→ WRITTEN EXERCISE
Continue the write-up below on the webcam object-detection program, starting after its last sentence.

→ DOCUMENT
═══
FILE:
v1.py
LANGUAGE & VERSION:
Python 3.13.7
OVERVIEW:
This application detects basic household objects using your webcam and classifies them into a general category by saying the name of the category out loud.
PURPOSE:
To experiment with AI/ML on a real hands-on project. Primarily built to compete in Technology Student Association (TSA) 2025-2026, in the Software Development category.
PIPELINE:
Upon clicking the start/stop button, the webcam receives input, as a singular picture frame. YOLO then processes the frame and makes predictions. A simple mathematical algorithm then calculates the largest/most important object detected. A TTS function then runs with the largest object's name as a parameter, so it can be processed into audio. The TTS function then outputs that audio through the computer's speakers. Meanwhile, the processed frame with bounding boxes around each detected object is converted in a multi-step process into a usable Tkinter format to be displayed on the application interface. This process then repeats very quickly (30 fps), until the start/stop button is clicked again.
═══
→ DATASET CONTENT
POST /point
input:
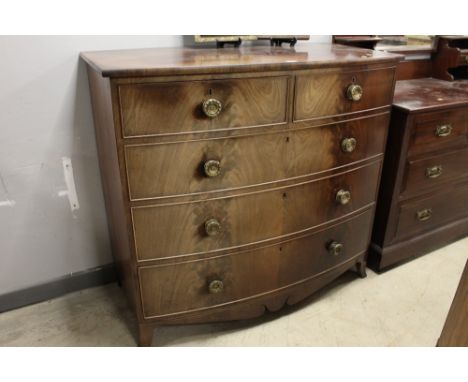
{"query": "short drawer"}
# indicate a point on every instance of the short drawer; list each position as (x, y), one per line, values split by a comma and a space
(330, 93)
(181, 168)
(433, 171)
(192, 228)
(438, 130)
(431, 212)
(199, 106)
(202, 284)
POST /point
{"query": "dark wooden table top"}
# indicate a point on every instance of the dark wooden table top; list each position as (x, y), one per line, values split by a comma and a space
(425, 94)
(170, 61)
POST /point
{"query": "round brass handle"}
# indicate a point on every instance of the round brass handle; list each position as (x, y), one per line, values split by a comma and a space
(212, 168)
(212, 227)
(443, 130)
(212, 107)
(216, 286)
(335, 248)
(354, 92)
(348, 145)
(424, 214)
(343, 197)
(434, 171)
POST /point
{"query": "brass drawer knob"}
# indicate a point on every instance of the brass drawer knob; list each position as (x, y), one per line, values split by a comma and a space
(443, 130)
(354, 92)
(212, 107)
(434, 171)
(212, 227)
(424, 214)
(348, 145)
(216, 286)
(212, 168)
(335, 248)
(343, 197)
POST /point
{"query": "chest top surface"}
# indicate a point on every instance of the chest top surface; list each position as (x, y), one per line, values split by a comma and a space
(174, 61)
(429, 94)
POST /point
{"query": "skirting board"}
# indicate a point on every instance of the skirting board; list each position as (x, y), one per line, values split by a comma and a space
(56, 288)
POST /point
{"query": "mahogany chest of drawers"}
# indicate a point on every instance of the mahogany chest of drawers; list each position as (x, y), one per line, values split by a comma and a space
(423, 199)
(237, 180)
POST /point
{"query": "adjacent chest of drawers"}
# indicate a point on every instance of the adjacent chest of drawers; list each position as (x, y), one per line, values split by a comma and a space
(237, 181)
(423, 200)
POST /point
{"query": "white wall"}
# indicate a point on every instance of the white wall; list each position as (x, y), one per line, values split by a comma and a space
(45, 118)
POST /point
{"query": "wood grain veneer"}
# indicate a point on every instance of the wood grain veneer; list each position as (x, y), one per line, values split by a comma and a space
(279, 141)
(417, 213)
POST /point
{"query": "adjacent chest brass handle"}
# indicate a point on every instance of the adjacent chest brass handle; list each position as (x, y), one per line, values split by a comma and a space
(348, 145)
(343, 197)
(335, 248)
(354, 92)
(216, 286)
(434, 171)
(212, 168)
(424, 214)
(212, 107)
(443, 130)
(212, 227)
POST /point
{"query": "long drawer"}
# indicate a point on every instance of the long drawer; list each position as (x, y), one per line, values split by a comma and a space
(431, 171)
(201, 284)
(218, 224)
(438, 130)
(180, 107)
(325, 93)
(431, 212)
(162, 170)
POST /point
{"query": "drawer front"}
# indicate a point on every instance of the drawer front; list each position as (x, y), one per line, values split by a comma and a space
(218, 224)
(426, 173)
(438, 130)
(429, 213)
(161, 170)
(194, 285)
(177, 107)
(322, 94)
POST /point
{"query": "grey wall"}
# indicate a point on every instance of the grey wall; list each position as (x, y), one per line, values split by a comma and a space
(52, 217)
═══
→ RESPONSE BELOW
FUNCTIONALITY:
Not all objects are able to be classified with accuracy and may be mistaken for other items, as this ML model is pre-trained on just 80 categories. The program may detect the object as something else, or may not detect it at all.
OUTPUT:
This program utilizes your webcam camera and your speakers, so make sure both are functioning. Your webcam will be running a live feed that you are able to see, and your speakers will be outputting audio every 3 seconds based on whatever the main object is.
DEPENDENCIES:
opencv-python (for webcam usage), ultralytics (for YOLOv11 ML model), pillow (for Python Imaging Library to process frames), edge-tts (for TTS usage), pygame (for audio engine usage)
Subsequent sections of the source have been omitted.